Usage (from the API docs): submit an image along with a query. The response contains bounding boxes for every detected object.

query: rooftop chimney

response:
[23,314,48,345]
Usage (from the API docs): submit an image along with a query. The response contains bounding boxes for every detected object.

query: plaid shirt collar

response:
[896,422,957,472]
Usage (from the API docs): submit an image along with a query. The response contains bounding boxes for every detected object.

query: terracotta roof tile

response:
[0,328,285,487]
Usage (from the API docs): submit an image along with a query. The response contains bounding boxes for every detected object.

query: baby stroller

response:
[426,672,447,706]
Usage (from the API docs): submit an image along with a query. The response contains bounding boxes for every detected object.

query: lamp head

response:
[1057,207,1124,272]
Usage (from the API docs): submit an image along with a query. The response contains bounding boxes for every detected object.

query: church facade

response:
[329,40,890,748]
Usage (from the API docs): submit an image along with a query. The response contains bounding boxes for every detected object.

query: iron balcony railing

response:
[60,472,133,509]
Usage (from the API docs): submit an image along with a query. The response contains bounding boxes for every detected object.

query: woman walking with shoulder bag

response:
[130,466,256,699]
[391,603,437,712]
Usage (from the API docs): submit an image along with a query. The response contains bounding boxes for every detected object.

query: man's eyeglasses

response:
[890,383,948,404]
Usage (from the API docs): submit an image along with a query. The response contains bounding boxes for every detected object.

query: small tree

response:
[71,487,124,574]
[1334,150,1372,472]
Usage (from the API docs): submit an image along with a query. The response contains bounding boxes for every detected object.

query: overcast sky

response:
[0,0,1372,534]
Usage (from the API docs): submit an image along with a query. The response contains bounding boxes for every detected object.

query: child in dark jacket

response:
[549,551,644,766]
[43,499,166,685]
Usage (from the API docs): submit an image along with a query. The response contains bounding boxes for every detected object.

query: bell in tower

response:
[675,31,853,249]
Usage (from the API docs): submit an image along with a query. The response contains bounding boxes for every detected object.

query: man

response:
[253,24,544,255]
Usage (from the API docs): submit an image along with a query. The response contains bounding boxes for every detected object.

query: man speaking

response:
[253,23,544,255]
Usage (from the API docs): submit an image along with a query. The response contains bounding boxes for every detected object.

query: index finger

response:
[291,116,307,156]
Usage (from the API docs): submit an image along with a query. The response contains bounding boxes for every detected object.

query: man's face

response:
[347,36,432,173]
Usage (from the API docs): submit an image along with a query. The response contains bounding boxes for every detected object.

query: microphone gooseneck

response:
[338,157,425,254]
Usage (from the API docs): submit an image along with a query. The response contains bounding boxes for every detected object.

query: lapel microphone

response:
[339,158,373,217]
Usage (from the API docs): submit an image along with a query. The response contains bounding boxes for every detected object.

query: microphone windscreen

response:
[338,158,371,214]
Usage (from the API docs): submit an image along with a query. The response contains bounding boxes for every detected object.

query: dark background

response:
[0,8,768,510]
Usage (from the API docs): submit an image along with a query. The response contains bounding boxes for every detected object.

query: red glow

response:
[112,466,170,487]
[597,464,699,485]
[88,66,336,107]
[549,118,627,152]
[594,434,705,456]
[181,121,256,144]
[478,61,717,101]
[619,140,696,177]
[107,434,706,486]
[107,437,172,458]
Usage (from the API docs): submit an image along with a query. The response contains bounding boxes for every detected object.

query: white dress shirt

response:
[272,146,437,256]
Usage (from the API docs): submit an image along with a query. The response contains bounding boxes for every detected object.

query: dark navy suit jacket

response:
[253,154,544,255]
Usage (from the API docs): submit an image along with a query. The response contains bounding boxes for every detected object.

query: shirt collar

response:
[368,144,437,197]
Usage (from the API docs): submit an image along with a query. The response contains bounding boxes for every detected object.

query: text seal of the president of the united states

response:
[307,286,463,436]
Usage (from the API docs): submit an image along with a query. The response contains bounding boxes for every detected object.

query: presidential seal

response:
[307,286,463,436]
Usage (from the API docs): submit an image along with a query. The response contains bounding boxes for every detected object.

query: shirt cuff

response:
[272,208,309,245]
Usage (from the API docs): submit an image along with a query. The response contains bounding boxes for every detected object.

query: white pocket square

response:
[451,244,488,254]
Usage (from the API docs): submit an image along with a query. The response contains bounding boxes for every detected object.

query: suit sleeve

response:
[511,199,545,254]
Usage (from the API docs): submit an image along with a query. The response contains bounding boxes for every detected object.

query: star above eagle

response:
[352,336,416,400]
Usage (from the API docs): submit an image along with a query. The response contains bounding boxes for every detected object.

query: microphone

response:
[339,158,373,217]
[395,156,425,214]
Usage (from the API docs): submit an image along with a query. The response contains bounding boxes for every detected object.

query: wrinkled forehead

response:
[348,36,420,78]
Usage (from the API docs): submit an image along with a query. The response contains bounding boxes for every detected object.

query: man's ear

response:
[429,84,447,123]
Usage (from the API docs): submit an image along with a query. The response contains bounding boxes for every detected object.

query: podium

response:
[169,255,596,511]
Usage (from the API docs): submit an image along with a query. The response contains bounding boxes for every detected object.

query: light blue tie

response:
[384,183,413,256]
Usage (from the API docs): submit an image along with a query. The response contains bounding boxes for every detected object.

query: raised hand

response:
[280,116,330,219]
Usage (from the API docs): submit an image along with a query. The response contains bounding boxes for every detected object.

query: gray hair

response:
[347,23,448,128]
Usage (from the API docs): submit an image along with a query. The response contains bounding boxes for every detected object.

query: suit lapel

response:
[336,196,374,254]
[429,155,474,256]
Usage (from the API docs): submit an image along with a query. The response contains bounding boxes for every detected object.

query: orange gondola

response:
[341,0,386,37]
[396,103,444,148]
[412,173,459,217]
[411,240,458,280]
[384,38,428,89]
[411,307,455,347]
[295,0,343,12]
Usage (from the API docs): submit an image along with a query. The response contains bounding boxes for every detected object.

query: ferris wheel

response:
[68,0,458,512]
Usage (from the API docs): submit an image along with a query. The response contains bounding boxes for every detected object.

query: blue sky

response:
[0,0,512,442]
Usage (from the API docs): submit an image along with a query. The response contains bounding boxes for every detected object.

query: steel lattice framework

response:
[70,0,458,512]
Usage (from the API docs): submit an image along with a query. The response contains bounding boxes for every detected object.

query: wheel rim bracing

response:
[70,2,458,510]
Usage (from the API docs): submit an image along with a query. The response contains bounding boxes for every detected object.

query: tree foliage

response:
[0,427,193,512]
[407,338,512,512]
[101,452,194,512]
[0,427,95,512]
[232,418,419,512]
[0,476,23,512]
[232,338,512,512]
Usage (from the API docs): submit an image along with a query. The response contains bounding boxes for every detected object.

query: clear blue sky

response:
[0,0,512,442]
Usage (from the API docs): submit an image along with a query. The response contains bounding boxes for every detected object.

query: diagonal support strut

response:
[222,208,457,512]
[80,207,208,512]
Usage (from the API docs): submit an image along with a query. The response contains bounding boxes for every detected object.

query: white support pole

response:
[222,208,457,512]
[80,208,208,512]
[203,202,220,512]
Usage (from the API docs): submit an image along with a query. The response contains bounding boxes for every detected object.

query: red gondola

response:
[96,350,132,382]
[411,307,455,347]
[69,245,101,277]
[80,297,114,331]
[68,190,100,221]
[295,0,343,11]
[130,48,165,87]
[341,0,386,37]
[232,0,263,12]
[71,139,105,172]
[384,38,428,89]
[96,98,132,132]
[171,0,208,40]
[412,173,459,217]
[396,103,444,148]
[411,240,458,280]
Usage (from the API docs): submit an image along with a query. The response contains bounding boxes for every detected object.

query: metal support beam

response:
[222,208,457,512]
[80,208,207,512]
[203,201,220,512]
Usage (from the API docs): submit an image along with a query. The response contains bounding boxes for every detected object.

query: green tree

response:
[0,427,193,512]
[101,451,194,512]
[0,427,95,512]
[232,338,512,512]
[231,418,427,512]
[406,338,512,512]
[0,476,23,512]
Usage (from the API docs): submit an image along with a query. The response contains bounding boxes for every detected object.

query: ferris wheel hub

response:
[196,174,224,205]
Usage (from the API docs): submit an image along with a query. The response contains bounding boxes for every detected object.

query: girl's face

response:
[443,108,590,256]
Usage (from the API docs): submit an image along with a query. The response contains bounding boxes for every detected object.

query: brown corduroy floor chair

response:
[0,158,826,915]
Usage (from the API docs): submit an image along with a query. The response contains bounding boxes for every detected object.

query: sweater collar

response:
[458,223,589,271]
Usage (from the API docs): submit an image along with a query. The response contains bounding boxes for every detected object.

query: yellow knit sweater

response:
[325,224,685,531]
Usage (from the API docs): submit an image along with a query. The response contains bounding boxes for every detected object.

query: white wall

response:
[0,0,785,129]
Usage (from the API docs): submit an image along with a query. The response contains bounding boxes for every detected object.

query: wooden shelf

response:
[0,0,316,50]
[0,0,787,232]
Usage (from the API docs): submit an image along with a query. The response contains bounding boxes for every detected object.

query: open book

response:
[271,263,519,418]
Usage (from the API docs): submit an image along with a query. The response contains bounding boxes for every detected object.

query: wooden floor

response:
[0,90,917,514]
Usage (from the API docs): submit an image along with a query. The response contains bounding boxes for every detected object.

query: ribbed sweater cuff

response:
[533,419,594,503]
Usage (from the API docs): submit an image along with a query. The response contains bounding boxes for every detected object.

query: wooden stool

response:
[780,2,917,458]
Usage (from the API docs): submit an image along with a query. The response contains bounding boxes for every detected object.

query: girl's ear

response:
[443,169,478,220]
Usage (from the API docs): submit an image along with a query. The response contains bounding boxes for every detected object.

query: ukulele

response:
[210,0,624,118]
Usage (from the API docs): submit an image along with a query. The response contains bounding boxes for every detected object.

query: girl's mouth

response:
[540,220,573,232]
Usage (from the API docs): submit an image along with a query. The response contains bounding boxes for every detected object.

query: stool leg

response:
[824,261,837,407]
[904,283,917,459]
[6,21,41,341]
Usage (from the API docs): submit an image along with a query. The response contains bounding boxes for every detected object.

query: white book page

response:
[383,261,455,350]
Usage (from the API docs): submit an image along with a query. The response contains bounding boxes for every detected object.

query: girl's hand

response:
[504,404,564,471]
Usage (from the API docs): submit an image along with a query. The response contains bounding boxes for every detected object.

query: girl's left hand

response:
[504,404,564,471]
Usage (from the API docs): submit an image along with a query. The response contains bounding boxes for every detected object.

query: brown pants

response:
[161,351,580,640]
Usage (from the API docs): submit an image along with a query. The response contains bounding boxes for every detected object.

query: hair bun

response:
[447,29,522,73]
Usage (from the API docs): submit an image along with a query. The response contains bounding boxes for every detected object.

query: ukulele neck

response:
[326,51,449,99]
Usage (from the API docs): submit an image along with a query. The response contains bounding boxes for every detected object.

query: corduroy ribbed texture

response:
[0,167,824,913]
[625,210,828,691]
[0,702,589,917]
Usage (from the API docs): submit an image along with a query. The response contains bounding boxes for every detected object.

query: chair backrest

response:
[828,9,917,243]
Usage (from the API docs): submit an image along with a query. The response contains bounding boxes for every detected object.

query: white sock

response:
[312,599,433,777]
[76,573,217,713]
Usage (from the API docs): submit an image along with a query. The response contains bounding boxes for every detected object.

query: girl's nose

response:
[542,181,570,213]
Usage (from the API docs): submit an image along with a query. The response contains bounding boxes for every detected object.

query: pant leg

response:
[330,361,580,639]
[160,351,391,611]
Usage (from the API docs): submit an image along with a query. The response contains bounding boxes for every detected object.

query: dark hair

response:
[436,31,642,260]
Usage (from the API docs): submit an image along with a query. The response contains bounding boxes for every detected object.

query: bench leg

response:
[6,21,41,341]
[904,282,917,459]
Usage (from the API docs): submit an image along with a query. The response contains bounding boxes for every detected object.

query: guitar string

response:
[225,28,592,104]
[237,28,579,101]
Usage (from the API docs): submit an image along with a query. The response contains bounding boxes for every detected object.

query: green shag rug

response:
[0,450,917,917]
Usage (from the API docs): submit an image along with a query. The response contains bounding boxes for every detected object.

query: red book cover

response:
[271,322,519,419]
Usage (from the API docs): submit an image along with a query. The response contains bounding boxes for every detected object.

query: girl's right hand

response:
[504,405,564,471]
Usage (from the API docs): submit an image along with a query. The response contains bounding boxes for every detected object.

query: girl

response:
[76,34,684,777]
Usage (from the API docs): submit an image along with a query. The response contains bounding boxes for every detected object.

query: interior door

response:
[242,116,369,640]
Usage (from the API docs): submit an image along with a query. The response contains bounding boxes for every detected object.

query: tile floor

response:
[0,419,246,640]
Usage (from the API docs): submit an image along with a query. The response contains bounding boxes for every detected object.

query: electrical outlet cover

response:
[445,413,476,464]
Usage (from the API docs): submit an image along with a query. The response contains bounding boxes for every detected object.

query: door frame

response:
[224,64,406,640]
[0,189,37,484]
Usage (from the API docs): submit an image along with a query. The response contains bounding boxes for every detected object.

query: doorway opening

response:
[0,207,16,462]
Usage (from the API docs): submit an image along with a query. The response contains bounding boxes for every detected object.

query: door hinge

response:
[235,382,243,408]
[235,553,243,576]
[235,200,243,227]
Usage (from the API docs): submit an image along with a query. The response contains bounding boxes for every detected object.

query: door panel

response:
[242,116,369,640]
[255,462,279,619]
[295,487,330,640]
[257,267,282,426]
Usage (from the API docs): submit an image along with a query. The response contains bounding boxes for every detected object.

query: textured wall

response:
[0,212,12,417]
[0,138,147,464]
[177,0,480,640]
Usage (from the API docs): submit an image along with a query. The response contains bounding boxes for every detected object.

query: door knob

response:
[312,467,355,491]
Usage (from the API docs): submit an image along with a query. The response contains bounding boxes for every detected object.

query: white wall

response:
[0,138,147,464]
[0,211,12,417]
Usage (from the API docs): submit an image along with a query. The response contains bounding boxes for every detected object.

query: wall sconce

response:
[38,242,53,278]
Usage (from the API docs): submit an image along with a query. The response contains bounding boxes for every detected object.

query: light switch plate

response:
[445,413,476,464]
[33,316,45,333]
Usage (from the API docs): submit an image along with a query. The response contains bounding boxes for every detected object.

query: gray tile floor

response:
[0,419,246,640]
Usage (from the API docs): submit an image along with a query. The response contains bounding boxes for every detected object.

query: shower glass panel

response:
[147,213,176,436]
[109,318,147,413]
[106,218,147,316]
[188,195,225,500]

————————

▸ Problem details
Copy the items word for word from the very start of the items through the line that contains "[329,40,890,748]", including that line.

▸ Exercise output
Usage (from the API docs): submit an image along with a query. The response contains bounding boxes for every detected object.

query: rooftop chimney

response:
[23,314,48,345]
Usage (from the API docs): submit an image along with a query. The response contains bounding boxes for every detected object.

query: plaid shirt collar

response:
[896,422,957,472]
Usage (from the API docs): submit an image along with a query. The response contains bounding boxes for every detected object.

query: terracotta roof tile

response:
[0,328,285,487]
Usage (from the API docs): submit an image along with a query. The response contains bounding boxes for every detected object.

query: baby stroller

response:
[426,672,447,706]
Usage (from the API docs): submit an image along with a query. The response contains bounding boxes for every detected object.

query: lamp head

response:
[1057,207,1124,272]
Usage (from the API docs): submit an image along with a query. The response contains bounding boxes for every detected object.

query: church facade

response:
[329,40,890,748]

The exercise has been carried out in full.